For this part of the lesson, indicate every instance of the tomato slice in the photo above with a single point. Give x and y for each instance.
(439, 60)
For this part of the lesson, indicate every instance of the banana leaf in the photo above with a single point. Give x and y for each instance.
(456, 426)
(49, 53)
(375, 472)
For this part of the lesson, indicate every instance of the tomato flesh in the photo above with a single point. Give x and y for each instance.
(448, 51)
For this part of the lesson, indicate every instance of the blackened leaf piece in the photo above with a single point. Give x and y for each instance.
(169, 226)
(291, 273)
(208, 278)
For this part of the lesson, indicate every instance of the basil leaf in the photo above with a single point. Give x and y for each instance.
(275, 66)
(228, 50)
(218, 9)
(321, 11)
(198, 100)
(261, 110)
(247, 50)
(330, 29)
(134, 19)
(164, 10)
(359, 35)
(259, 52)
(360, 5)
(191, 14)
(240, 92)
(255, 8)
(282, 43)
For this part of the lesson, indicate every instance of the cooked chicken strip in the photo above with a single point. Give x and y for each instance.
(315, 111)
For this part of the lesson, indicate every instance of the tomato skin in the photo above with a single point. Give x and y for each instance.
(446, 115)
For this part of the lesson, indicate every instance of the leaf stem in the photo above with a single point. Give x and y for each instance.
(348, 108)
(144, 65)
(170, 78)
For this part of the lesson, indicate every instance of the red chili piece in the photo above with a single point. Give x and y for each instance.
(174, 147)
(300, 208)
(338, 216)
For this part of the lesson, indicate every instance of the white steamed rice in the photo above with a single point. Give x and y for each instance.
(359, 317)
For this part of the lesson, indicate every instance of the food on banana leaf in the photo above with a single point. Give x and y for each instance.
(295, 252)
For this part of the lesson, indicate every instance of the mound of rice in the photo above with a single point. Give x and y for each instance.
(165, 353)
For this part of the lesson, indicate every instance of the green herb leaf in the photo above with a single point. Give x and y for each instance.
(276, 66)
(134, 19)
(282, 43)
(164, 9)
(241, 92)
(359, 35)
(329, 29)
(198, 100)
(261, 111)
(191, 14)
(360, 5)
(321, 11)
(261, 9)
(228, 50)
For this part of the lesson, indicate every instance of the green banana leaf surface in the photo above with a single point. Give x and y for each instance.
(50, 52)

» **What is expected**: Nothing but the complete listing, repeated exactly, belongs in the answer.

» **Response to this task**:
For this part of the lesson, indicate every instance of the tomato slice in the photo above with a single point. Give x and y for each instance.
(439, 60)
For this part of the lesson, indicate every instance of the banana leaf in the photo above with a single point. Give x and y for each instance.
(456, 426)
(49, 53)
(375, 472)
For this part of the lesson, indicate every instance of the tomato flesh in the photo above with a single point. Give x and y for each instance.
(448, 51)
For this part of the lesson, indicate every instance of the blackened leaf piece in the photo above with a single point. Give x and y for each instance.
(169, 226)
(291, 273)
(208, 278)
For this part of the lesson, indicate every instance of the basil leaf in the photo above with a single point. Give x and y for each instance.
(275, 66)
(228, 50)
(218, 9)
(321, 11)
(198, 100)
(261, 110)
(247, 50)
(330, 29)
(134, 19)
(164, 10)
(359, 35)
(259, 52)
(360, 5)
(191, 14)
(240, 92)
(255, 8)
(282, 43)
For this part of the lesson, indicate every instance of the cooked chicken strip in the photo above with a single point. Give x and y for each instance.
(315, 111)
For this part of the lesson, indicate every instance of the tomato skin in the photo above with a single point. Give x and y for each instance.
(446, 115)
For this part of the lesson, indicate every instance of the leaf stem in the photo above with a single point. Give x and y for each instance.
(348, 108)
(144, 65)
(170, 78)
For this part of the lesson, indicate every instance of the red chili piece in the photo above with a single point. Give x and y for each instance.
(174, 147)
(300, 208)
(338, 216)
For this part of the lesson, indicate every instance of the white steamed rice in the photo above with a single point. Give x and y for each instance.
(359, 317)
For this part of the lesson, indicate every instance of the food on banana leaf in the photo above with a single point. Give x and y for each instance.
(295, 252)
For this part of the lesson, indicate every instance of the mound of rice in the photo above with a single point. Give x and y for each instance.
(165, 353)
For this part of the lesson, indicate every instance of the green herb leaf in the photo above with a single point. Give x and y for each instance.
(276, 66)
(134, 19)
(282, 43)
(164, 9)
(241, 92)
(359, 35)
(329, 29)
(198, 100)
(261, 111)
(191, 14)
(360, 5)
(321, 11)
(261, 9)
(228, 50)
For this part of the lesson, indicate every instance of the green banana leaf surface in the photo above with a single point. Give x and y for each instance.
(50, 52)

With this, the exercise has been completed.